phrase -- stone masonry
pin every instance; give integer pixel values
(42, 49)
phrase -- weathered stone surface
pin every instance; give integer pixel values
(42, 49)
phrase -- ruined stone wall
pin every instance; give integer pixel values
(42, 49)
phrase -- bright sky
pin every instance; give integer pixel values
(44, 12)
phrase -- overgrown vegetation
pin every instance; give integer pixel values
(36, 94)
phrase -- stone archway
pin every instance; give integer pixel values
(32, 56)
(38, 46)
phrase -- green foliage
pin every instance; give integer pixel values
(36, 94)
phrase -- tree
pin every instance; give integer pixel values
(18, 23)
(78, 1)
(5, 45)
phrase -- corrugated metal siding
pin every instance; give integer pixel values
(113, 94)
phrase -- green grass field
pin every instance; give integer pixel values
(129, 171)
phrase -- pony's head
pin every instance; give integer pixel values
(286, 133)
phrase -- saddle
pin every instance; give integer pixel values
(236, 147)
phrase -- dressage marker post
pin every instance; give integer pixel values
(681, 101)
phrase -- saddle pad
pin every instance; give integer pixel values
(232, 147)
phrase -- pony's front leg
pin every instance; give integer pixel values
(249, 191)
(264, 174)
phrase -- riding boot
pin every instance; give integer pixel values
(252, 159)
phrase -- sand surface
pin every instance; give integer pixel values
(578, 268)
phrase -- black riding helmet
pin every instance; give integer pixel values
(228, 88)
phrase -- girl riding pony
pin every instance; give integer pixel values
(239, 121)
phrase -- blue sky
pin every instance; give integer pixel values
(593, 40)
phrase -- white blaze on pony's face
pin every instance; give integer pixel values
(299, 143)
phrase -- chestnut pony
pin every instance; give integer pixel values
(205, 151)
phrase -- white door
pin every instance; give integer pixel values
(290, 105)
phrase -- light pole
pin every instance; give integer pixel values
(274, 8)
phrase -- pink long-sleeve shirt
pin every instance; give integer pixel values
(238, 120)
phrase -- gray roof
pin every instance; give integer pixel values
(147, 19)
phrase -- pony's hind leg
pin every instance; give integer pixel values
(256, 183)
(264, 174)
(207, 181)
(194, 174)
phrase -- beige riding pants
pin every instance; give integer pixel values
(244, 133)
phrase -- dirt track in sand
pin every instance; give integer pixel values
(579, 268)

—————

## Exercise objective:
Exact lines only, please: output the listing from the first line to the line with "phrase -- green grass field", both included.

## Answer:
phrase -- stone masonry
pin every instance; give integer pixel values
(42, 49)
phrase -- weathered stone surface
pin every instance; give integer pixel values
(42, 49)
phrase -- ruined stone wall
pin every instance; give integer pixel values
(42, 49)
phrase -- bright sky
pin every instance; give integer pixel values
(44, 12)
phrase -- overgrown vegetation
pin every instance; give integer pixel values
(36, 94)
phrase -- stone archway
pin every instance; give integer pixel values
(32, 56)
(38, 46)
phrase -- green foliage
pin every instance; give integer pixel values
(36, 94)
phrase -- tree
pin every instance; give integer pixel values
(18, 23)
(78, 1)
(5, 45)
phrase -- corrugated metal siding
pin every instance; give integer pixel values
(113, 94)
phrase -- green grass field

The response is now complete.